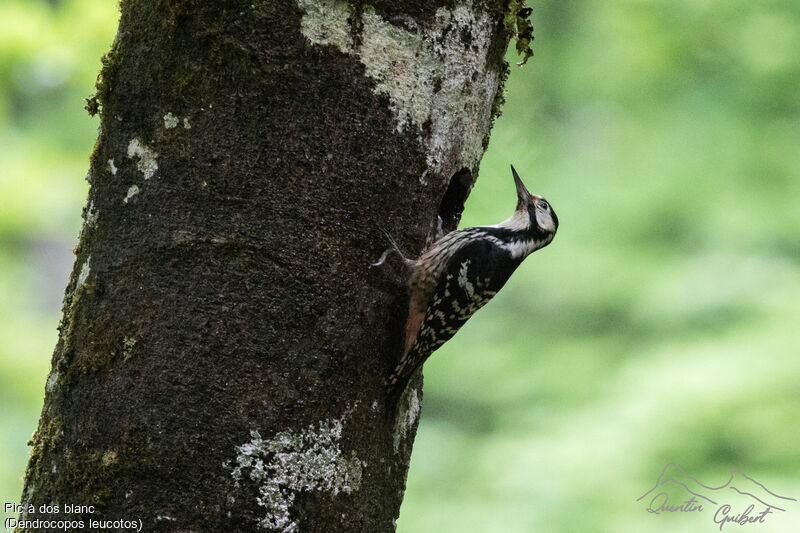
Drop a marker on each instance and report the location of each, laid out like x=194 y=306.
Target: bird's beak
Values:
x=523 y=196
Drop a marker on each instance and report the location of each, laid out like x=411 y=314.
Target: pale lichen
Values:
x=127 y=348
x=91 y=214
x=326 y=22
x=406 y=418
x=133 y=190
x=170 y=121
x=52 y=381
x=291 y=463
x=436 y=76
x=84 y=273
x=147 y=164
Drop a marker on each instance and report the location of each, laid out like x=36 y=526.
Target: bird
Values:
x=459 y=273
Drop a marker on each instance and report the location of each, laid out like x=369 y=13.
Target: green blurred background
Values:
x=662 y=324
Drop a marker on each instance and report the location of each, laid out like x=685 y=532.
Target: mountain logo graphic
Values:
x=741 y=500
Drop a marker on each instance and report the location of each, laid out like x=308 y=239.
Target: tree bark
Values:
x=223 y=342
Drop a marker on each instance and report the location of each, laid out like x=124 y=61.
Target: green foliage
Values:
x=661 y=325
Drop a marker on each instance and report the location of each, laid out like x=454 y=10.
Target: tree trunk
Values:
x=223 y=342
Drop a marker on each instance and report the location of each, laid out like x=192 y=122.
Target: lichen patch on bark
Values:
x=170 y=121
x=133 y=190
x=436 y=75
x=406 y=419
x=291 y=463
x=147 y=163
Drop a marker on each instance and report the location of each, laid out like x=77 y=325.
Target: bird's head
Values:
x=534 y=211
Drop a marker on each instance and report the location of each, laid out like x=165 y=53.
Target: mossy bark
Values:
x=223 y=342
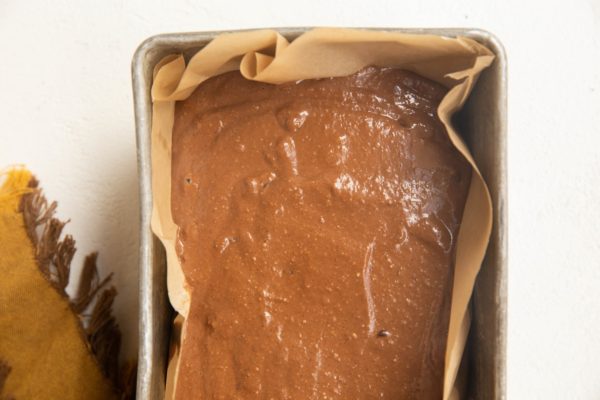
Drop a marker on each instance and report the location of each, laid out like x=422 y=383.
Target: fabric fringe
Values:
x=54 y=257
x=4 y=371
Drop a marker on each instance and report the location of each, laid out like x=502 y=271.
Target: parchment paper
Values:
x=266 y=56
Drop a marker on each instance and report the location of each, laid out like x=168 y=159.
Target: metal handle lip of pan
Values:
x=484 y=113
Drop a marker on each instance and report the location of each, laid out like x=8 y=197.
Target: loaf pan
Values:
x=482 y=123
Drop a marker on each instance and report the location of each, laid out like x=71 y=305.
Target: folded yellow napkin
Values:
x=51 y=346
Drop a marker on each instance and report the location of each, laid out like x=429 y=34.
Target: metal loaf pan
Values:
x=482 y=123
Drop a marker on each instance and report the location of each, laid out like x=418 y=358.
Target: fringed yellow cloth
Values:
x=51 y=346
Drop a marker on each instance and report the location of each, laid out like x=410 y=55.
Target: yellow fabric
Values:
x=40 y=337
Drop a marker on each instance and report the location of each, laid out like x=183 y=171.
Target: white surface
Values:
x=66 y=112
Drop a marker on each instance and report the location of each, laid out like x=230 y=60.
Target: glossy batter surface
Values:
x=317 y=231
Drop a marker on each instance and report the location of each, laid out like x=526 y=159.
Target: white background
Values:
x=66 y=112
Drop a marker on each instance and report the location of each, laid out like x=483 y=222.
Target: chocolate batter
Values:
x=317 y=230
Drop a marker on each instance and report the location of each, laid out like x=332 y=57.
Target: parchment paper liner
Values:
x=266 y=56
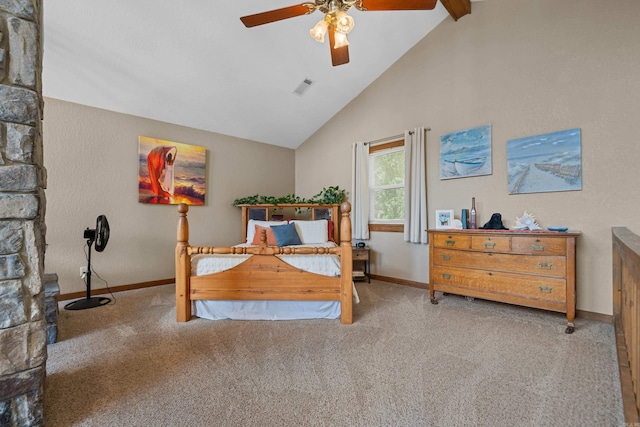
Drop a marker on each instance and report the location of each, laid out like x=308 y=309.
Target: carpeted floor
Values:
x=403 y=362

#####

§ TASK BRIEF:
Could you put the material's lines into a Markdown table with the columns "Row" and "Text", numbering each row? Begin at the line that has "like x=502 y=271.", stop after the line that has "x=484 y=113", include no other lines, and skip any blank ones.

§ ANSWER TO THIS TASK:
| Row | Text |
|---|---|
| 1 | Drop a marker on each instance and report the location of each, laid out like x=502 y=271. |
| 2 | Target: parchment paper |
| 3 | Values: |
| 4 | x=266 y=56 |
| 5 | Drop a marker on each instance and report the location of each, laid out like x=168 y=159. |
| 6 | Target: metal handle lip of pan |
| 7 | Values: |
| 8 | x=484 y=113 |